* [What to produce] When you copy the records, keep every word exact and leave the pictures out.

Point localization data
#####

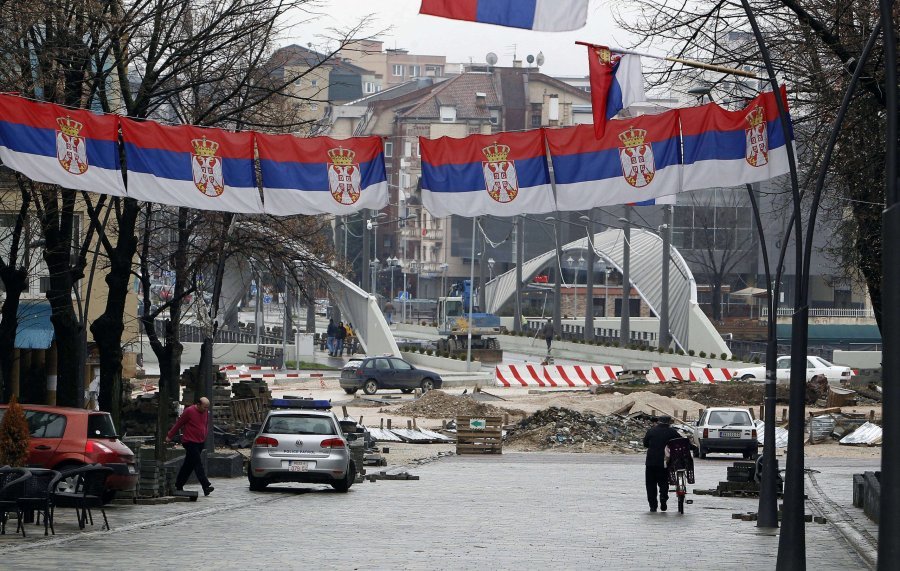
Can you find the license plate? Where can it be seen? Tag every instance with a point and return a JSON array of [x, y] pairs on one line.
[[299, 467]]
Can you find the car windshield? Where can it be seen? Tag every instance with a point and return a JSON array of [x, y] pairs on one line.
[[101, 426], [728, 418], [299, 424]]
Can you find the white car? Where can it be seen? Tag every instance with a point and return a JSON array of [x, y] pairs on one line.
[[814, 366], [725, 429]]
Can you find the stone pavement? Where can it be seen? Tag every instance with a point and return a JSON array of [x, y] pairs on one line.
[[515, 511]]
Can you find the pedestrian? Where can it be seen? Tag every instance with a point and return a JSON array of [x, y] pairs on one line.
[[655, 473], [193, 424], [547, 331], [330, 332], [340, 333]]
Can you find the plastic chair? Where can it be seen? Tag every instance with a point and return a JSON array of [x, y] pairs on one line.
[[12, 487], [38, 496]]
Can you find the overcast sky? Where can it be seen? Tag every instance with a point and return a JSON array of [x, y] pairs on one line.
[[464, 41]]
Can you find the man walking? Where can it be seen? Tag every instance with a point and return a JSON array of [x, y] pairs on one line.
[[656, 475], [547, 331], [193, 424]]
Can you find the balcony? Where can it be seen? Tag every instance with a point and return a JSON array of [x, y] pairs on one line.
[[424, 234]]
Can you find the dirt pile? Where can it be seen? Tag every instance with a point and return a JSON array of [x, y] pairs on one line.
[[572, 431], [438, 404]]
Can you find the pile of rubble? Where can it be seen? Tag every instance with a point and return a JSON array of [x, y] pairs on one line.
[[568, 429], [438, 404]]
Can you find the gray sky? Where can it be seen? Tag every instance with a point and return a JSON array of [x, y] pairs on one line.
[[464, 41]]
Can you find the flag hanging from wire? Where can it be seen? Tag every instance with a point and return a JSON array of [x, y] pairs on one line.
[[537, 15], [617, 82]]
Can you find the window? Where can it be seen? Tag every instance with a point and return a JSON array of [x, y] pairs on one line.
[[448, 114]]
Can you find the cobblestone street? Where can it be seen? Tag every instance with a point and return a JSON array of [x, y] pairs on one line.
[[515, 511]]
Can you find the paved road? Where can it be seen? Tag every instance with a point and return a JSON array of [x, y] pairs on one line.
[[516, 511]]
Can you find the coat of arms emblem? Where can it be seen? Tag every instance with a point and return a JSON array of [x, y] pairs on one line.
[[207, 167], [500, 178], [757, 138], [344, 178], [636, 157], [71, 149]]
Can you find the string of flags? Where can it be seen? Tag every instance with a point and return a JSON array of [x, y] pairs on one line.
[[636, 160]]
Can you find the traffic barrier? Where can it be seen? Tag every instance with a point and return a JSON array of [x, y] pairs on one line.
[[553, 376]]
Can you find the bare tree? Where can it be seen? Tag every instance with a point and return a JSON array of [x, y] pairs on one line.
[[815, 45]]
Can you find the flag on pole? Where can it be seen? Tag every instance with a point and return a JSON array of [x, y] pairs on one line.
[[504, 174], [73, 148], [637, 160], [195, 167], [731, 148], [321, 175], [616, 82], [538, 15]]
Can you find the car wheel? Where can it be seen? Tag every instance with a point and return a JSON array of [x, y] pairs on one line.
[[256, 484], [344, 485]]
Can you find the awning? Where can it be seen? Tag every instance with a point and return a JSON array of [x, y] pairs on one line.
[[34, 330]]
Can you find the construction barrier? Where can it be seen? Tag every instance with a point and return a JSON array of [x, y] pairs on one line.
[[553, 376]]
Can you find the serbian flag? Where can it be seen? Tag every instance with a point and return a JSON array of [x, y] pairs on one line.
[[616, 82], [73, 148], [636, 160], [321, 175], [731, 148], [538, 15], [504, 174]]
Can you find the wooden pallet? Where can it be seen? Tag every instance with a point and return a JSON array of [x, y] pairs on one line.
[[479, 435]]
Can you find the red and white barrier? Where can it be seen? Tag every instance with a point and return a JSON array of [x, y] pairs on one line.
[[553, 376], [703, 375]]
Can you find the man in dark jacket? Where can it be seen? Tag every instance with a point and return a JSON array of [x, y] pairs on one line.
[[656, 475]]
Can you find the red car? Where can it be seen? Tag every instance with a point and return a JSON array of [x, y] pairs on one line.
[[64, 438]]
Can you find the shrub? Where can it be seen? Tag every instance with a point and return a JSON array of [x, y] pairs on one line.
[[14, 435]]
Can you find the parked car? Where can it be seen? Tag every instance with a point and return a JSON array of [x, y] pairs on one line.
[[301, 445], [373, 373], [814, 366], [722, 429], [64, 438]]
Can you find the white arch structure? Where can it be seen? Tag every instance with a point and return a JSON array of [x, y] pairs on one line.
[[688, 325]]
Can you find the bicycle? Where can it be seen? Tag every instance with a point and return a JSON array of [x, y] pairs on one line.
[[680, 466]]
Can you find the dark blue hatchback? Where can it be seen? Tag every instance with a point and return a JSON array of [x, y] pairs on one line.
[[373, 373]]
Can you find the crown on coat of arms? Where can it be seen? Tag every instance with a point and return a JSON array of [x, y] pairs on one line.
[[341, 156], [633, 137], [496, 153], [756, 117], [204, 147], [69, 126]]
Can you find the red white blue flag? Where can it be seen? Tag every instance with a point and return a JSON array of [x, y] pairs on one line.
[[538, 15], [321, 175], [504, 174], [636, 160], [730, 148], [617, 81], [195, 167], [73, 148]]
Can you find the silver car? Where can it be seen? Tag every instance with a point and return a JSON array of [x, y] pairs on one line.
[[301, 445]]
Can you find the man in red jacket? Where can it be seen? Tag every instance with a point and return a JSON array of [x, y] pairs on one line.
[[193, 424]]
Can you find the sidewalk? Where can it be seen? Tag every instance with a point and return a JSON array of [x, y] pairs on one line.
[[515, 511]]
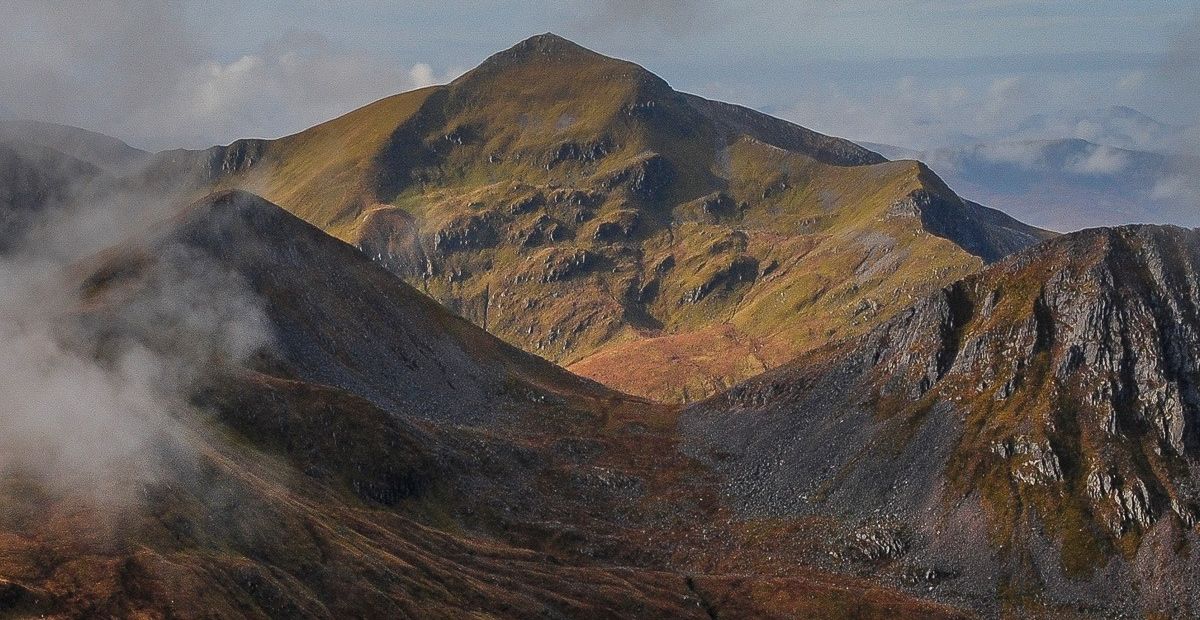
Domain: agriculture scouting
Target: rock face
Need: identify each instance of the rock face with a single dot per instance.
(459, 188)
(1045, 409)
(376, 456)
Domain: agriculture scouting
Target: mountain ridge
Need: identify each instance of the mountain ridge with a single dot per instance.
(1023, 434)
(567, 197)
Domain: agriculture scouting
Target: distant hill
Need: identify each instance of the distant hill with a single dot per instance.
(581, 209)
(1068, 184)
(376, 456)
(102, 151)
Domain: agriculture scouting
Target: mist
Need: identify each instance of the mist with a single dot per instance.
(95, 384)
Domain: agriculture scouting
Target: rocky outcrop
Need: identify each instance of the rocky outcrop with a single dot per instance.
(1045, 408)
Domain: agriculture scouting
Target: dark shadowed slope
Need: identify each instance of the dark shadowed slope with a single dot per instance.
(331, 475)
(1024, 439)
(581, 209)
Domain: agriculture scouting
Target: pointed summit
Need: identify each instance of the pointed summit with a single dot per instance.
(546, 48)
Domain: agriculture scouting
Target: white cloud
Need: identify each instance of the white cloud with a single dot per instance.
(157, 83)
(1099, 161)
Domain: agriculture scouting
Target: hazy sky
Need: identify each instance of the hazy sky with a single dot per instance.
(911, 72)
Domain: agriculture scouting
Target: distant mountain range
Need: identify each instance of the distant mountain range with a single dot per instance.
(1072, 170)
(899, 403)
(581, 209)
(1068, 184)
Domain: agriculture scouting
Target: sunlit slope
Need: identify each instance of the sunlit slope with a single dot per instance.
(581, 209)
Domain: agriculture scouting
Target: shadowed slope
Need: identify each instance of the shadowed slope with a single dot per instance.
(1026, 437)
(334, 476)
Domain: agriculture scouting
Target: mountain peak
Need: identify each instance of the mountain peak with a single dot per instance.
(541, 50)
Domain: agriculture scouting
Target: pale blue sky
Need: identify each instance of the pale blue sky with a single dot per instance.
(891, 70)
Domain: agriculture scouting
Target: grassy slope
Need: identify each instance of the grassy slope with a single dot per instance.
(741, 240)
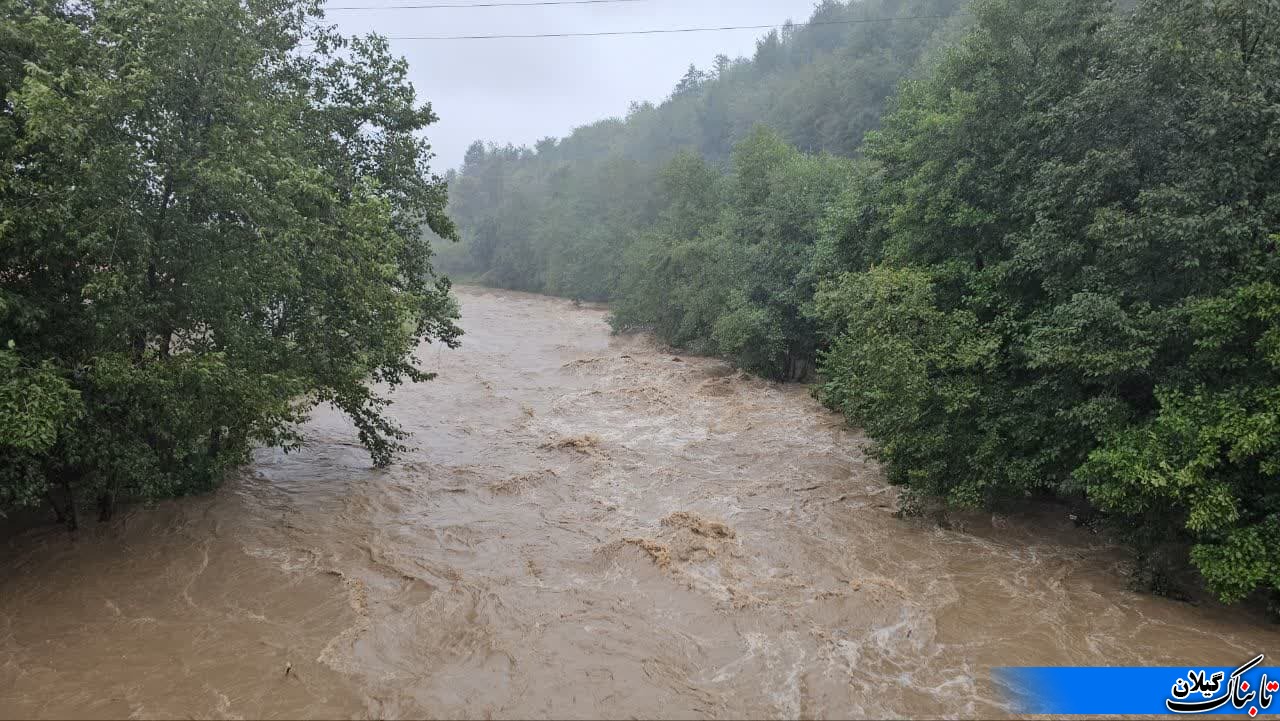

#####

* [Task result]
Can you find the license plate? Where can it be seen? Tag every instance with a point and return a JSON array of [x, y] pairs on one line.
[[299, 467]]
Can you find the car windshield? Where can it be seen? Tag every instance with a point and return a JSON array of [x, y] pairs on one line.
[[101, 426], [728, 418], [299, 424]]
Can you find the white car? Where can it be seen? Tag every instance with a point and return a JSON array of [x, y] pairs on one line.
[[814, 366], [725, 429]]
Can you find the stone pavement? Where can it be seen? Tag every instance with a point and return a JSON array of [x, y] pairs on one line.
[[515, 511]]
Can you find the pedestrian? Where can it be seen? Tag every instance with a point and return a JSON array of [x, y] pairs on one line.
[[655, 473], [193, 424], [547, 331], [330, 332], [340, 333]]
Can you find the plastic chair? Where can it be seen? Tag every instance with a point and return a JSON array of [x, y] pairs on one line.
[[12, 487], [38, 496]]
Can you find the overcast sky? Where can it be seen? Tag every instance with a point and return a JSON array of [x, y] pairs on one line.
[[464, 41]]
Can you find the man walking? Where can it be seen? Tag every instance with a point and return a JSON array of [x, y] pairs on one line.
[[656, 475], [547, 331], [193, 424]]
Can you find the balcony? Where can it be seen? Tag every instance with a point and return a JSON array of [x, y] pairs on one line.
[[424, 234]]
Can you find the dirt pile? Where can it be seen? Tag every instance with a point and return a JSON array of [x, y] pairs on one line.
[[572, 431], [438, 404]]
Can you find the pile of rubble? Where can it be seen? Tag every instance with a point and return a JSON array of [x, y] pairs on one line.
[[568, 429], [438, 404]]
Can you find the gray sky? Where can it be seen? Tag every instance with a point and return a JSON array of [x, y] pairs on one line.
[[464, 41]]
Can you find the flag hanging from wire? Where can it be seen? Tag every instance with a point and return a JSON array of [x, y] pairs on one line.
[[537, 15], [617, 82]]
Can you find the window? Where can it be seen? Tag every instance with a point and return a JSON array of [x, y] pairs on one line.
[[448, 114]]
Can you find the cobblestone street? Where can it be seen? Tag every instance with a point and return a JSON array of [x, y] pairs on one line.
[[515, 511]]
Can you find the paved road? Where can it be seen? Tag every instance with a point and return a JSON array of [x, y] pairs on one line.
[[516, 511]]
Can you find the coat of arms emblem? Where can it be seen? Tag every instance with a point and return a JSON array of [x, y] pairs on one line.
[[207, 167], [500, 178], [757, 138], [344, 178], [636, 157], [71, 149]]
Can you find the string of flags? Where can it be seen? Tag every instance with a point and return a JSON array of [x, y] pairs on one line.
[[636, 160]]
Can you find the traffic barrier? Where can it be seen? Tag every instance with a point and return a JSON array of [x, y] pairs on one line.
[[553, 376]]
Can you find the bare tree? Where can it be seen? Tag every instance with a point and return a JSON array of [x, y] pairs on one line.
[[815, 45]]
Can you find the flag on pole? Where can it be seen? Tag every instance with a point and return a JSON array of [x, y] pairs on one line.
[[504, 174], [73, 148], [637, 160], [195, 167], [731, 148], [321, 175], [616, 82], [538, 15]]
Can you find the car wheel? Where can it be seen? Tag every instance with a point and return a JSON array of [x, y] pairs on one line.
[[256, 484], [344, 485]]
Can you find the awning? Where can it be seen? Tag every instance with a point and return a JSON array of [x, y] pairs on one line.
[[34, 330]]
Can you find the construction barrier? Where can it be seen? Tag every instance with a point and return a JSON array of [x, y] pairs on one line.
[[553, 376]]
Can you find the serbian flag? Where can it be seen? Tag every instance with a point and return a JSON array of [x, y] pairs on one line.
[[616, 82], [73, 148], [636, 160], [321, 175], [731, 148], [538, 15], [504, 174]]
Can you find the wooden pallet? Where can it be seen? Tag every instance with a point and return a JSON array of [x, y] pairs on one line.
[[479, 435]]
Can you find the red and white barrier? Where can it be seen? Tag every instance with a point and return a JSON array of [x, y] pairs on one line.
[[553, 376], [703, 375]]
Can you find the man in dark jacket? Where can it be seen? Tag every instance with a point and return a JSON array of [x, y] pairs on one line.
[[656, 475]]
Can you find the red car? Where can it be seen? Tag every instance with a point and return a JSON array of [x, y] pairs on one line.
[[64, 438]]
Can you find the shrub? Where can it be seen? Tag every instance with a point and return a JSON array of [x, y] pairs on one line.
[[14, 435]]
Can you find the parked car? Where can it be seen? Tag every instance with a point and return a JSON array of [x, y] pairs on one line.
[[301, 445], [373, 373], [814, 366], [722, 429], [64, 438]]
Can you find the white arch structure? Where can it be seen? Tag every instance with a point and return a JSON array of [x, y] pairs on one line.
[[688, 325]]
Can you find the bicycle? Where can it be seen? Tag every instance with a point and return a JSON array of [x, y] pairs on one line.
[[680, 466]]
Can you find the dark blue hatchback? Where can it be seen? Tag every instance with a point and return a JSON array of [x, y] pairs on one line.
[[373, 373]]
Can you find the crown on coat of arms? Where can it be seen? Tag every instance with a point and return a JSON array of [x, y] pairs on one line.
[[341, 156], [633, 137], [496, 153], [756, 117], [204, 147], [69, 126]]
Can you find the red white blue flag? Where can it be seen? Tag every instance with a point and return a JSON array of [x, y] pairs on one line.
[[538, 15], [321, 175], [504, 174], [636, 160], [730, 148], [617, 81], [195, 167], [73, 148]]
Can you find the silver car? Where can it be seen? Tag every instance with a point and return a JSON array of [x, y] pairs on one line.
[[301, 445]]
Can you find the man in red jacket? Where can it be seen? Tag every instance with a point and return a JSON array of [x, y] pairs on one line.
[[193, 424]]
Can you find the sidewalk? Where can it be seen? Tag every instance with a point and return a JSON array of [x, y] pairs on one line.
[[515, 511]]
Domain: agriculture scouting
Target: rock face
Need: identify each instance of the rock face with a single dot per instance.
(459, 188)
(1045, 409)
(376, 456)
Domain: agriculture scouting
Target: mountain ridge
Need: identify each instance of the mountain ridge with a single dot per instance.
(1023, 434)
(567, 197)
Domain: agriculture scouting
Target: distant hill
Need: identify each instance of the distant hill with a single dot per instance.
(581, 209)
(1068, 184)
(376, 456)
(102, 151)
Domain: agriculture scouting
Target: mist
Need: identify each instance of the mist with a single dot per instance.
(95, 384)
Domain: agriculture scouting
Target: rocky outcrop
Need: identify each instance of the rocky outcrop with a single dot per instance.
(1045, 408)
Domain: agriculture scouting
Target: dark shadowed slope
Need: identify each instance of the dark shadowed slope with a single dot per instance.
(331, 475)
(1024, 439)
(581, 209)
Domain: agriculture scouting
Target: pointed summit
Need: identify each instance of the pointed summit with a single dot per instance.
(546, 48)
Domain: agriculture scouting
Target: white cloud
Need: identify each instance of the white cloud with a single dot per instance.
(157, 83)
(1099, 161)
Domain: agriculture scouting
Target: hazy sky
Need: identify each instance of the hazy sky with a single dot per instance.
(911, 72)
Domain: agriculture scouting
Target: distant mountain range
Need: identify each instance of the distant mountain range with a single dot per instance.
(1072, 170)
(899, 403)
(581, 209)
(1068, 184)
Domain: agriculture scouting
Target: sunlit slope
Need: identify each instance of the sunlit slope with a single dot per instance.
(581, 209)
Domain: agriculture scouting
Target: shadowed slope
Need: identify each instance of the shadowed slope with a single dot per instance.
(1026, 437)
(334, 476)
Domain: agriculture scouting
Target: mountain peak
Need: identify each instance of the mountain peak with a single dot per instance.
(541, 50)
Domain: agriculture scouting
Target: pale blue sky
Need: identify each instance of the pale blue sky with a single dot per instance.
(891, 70)
Domain: agriculture scouting
Target: grassy slope
Need: identify each instance of the grassy slope with a single dot per instance.
(741, 240)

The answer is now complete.